PROBLEM TO SOLVE: Before the entries, filter out and copy every line that contains the word "water". Case counts.
* * * *
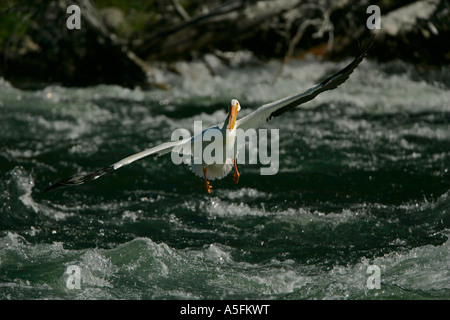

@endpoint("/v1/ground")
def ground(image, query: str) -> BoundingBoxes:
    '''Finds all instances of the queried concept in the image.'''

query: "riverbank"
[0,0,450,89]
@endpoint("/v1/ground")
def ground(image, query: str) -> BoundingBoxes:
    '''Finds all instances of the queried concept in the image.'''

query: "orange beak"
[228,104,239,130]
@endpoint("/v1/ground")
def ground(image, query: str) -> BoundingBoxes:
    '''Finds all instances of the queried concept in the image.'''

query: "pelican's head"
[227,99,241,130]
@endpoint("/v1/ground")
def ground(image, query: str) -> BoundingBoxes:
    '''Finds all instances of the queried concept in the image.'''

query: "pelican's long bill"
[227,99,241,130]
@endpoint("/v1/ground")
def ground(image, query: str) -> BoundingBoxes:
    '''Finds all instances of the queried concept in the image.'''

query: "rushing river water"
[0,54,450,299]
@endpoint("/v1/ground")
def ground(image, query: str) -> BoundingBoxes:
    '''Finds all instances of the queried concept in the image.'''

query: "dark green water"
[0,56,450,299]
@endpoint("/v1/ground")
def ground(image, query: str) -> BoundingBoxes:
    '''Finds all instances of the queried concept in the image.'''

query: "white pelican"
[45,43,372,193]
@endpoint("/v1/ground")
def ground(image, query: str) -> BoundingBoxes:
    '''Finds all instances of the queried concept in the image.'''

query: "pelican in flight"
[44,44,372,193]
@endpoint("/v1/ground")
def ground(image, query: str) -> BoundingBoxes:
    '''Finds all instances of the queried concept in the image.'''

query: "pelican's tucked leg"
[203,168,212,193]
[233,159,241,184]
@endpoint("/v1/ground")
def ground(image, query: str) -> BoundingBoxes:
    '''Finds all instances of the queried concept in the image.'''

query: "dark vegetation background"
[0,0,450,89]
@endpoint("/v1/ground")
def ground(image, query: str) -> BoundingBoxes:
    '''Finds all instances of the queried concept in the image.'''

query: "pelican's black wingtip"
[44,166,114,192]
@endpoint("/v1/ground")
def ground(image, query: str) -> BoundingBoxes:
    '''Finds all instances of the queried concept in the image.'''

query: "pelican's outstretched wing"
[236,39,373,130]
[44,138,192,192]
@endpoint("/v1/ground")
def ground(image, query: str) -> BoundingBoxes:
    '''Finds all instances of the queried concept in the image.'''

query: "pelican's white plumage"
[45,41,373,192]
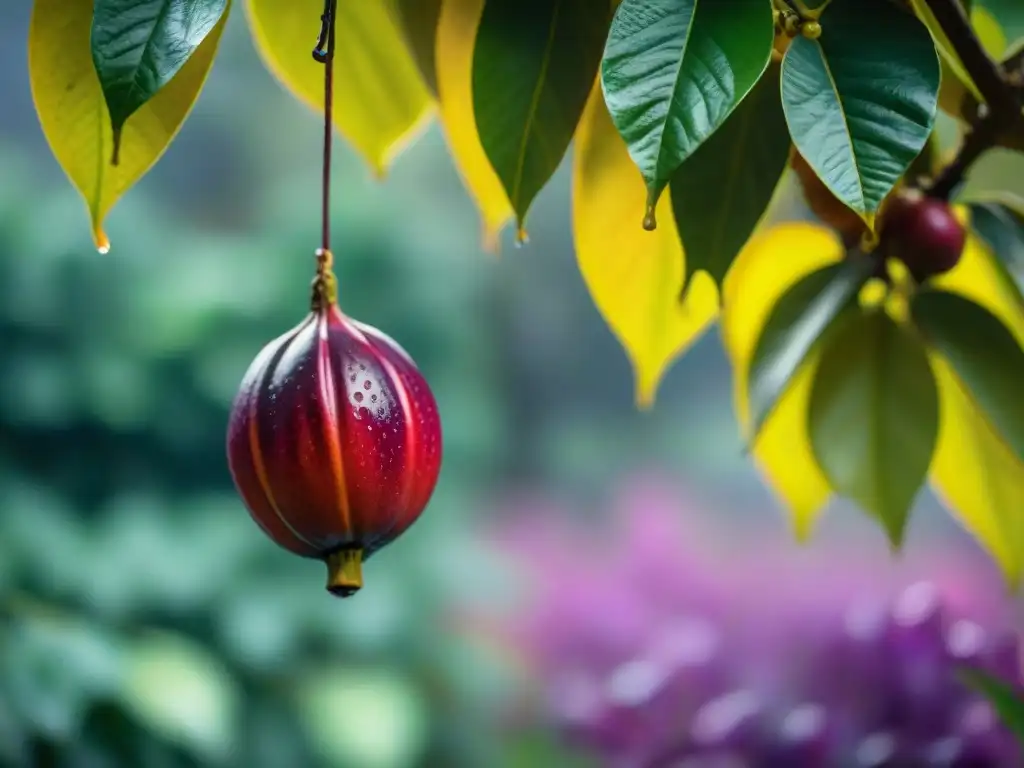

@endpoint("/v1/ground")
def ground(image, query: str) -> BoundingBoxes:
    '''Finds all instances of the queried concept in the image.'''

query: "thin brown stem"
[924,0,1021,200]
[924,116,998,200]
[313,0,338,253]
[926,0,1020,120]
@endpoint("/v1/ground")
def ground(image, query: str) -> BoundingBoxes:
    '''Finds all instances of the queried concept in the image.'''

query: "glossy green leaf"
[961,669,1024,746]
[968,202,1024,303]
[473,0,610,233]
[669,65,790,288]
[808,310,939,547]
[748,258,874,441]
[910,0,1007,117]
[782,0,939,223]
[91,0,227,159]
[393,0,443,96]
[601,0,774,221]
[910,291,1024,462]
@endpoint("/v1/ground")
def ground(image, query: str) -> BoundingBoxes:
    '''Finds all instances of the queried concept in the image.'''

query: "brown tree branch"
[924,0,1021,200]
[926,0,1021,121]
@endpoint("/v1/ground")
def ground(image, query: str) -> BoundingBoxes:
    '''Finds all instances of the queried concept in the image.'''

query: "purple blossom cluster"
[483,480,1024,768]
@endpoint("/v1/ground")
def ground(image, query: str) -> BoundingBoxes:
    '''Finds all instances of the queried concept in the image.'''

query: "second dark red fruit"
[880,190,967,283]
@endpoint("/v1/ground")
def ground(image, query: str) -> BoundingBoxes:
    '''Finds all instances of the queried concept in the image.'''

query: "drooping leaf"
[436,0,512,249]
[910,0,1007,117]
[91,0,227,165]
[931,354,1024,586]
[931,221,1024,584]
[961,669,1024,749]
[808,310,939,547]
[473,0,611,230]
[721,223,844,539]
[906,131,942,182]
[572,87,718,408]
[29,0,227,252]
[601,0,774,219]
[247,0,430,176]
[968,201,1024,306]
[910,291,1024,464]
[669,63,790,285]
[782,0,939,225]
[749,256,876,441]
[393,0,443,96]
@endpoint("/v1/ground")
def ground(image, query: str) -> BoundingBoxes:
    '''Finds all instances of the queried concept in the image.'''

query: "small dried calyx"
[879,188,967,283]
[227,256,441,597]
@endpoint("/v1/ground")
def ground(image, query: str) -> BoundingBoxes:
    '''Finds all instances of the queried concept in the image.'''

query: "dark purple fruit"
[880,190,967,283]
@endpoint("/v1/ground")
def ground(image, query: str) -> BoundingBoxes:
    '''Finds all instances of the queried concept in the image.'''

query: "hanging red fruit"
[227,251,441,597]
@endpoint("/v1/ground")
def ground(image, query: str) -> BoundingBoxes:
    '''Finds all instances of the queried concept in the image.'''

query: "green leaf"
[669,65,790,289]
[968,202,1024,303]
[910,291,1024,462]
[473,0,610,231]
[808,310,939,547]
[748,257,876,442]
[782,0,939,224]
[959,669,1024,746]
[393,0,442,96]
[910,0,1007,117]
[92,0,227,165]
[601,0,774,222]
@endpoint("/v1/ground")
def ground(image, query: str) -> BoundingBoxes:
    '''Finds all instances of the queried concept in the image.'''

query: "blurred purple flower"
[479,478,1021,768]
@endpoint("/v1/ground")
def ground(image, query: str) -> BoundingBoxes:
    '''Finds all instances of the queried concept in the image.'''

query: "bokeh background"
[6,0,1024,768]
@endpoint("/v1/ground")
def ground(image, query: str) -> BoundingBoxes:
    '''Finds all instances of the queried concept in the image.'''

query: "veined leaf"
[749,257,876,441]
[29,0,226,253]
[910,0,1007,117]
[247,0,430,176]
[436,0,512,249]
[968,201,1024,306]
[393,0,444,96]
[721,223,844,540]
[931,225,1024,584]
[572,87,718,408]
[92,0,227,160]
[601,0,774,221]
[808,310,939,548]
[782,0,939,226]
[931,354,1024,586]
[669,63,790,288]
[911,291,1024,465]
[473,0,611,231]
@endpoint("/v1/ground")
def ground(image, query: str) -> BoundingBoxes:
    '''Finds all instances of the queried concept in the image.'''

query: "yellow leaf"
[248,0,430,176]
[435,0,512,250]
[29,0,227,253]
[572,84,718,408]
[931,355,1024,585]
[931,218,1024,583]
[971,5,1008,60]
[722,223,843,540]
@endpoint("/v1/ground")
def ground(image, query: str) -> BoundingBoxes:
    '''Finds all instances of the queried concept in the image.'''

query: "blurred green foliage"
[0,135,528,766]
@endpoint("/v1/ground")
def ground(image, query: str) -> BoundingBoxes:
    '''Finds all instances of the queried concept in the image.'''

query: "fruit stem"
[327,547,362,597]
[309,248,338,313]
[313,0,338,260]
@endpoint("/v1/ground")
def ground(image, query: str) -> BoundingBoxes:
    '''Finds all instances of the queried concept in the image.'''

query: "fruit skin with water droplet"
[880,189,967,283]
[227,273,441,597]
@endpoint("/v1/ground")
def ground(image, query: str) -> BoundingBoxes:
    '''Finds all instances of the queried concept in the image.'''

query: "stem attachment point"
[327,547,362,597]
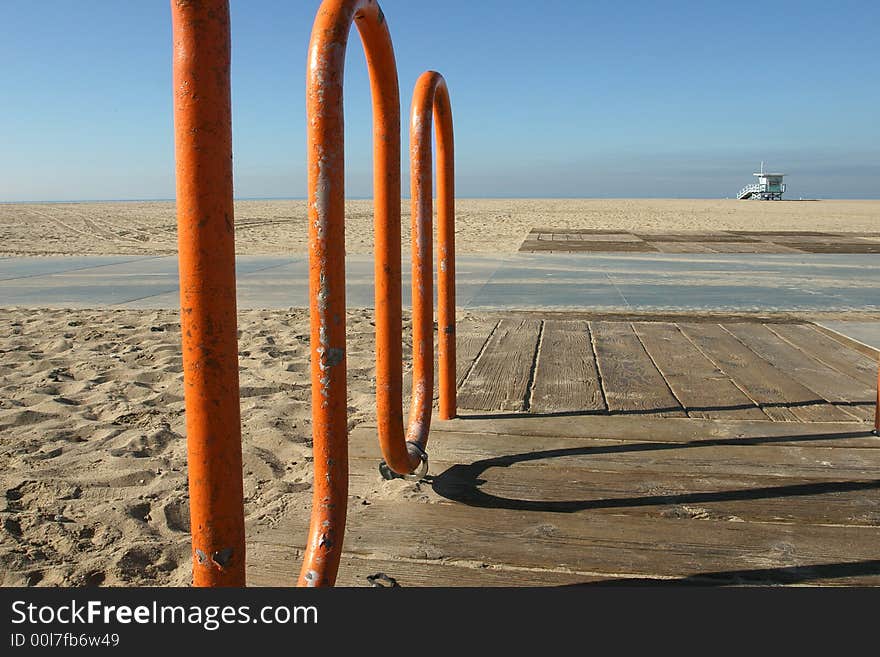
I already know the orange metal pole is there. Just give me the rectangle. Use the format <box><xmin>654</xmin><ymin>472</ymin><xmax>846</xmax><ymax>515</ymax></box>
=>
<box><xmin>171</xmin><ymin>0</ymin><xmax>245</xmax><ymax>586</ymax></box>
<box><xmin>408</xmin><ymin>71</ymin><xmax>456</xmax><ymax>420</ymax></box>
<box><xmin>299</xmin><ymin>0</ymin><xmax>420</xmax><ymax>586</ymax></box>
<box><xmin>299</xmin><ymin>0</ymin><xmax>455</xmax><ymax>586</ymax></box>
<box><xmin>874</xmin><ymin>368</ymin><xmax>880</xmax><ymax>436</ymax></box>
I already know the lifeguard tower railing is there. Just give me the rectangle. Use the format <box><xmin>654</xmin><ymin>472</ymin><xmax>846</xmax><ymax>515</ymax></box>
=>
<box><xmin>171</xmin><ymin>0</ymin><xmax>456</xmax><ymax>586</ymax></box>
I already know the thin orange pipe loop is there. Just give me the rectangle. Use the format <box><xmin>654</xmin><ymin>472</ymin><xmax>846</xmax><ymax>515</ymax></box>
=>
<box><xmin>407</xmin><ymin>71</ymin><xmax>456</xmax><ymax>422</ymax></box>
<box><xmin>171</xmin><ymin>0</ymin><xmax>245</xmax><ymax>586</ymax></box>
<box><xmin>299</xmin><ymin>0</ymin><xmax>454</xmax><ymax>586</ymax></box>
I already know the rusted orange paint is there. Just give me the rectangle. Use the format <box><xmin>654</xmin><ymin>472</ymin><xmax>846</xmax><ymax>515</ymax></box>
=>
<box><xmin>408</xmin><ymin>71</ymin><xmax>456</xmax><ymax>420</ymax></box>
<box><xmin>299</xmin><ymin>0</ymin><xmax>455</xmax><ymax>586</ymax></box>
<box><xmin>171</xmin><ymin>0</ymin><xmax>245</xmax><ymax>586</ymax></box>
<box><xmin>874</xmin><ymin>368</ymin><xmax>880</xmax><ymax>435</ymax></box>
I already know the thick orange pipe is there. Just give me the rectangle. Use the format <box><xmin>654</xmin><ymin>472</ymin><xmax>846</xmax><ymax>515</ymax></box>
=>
* * * *
SOLUTION FOR THIS EXERCISE:
query: "rushing river water"
query: "dark green water"
query: "fruit skin with water droplet"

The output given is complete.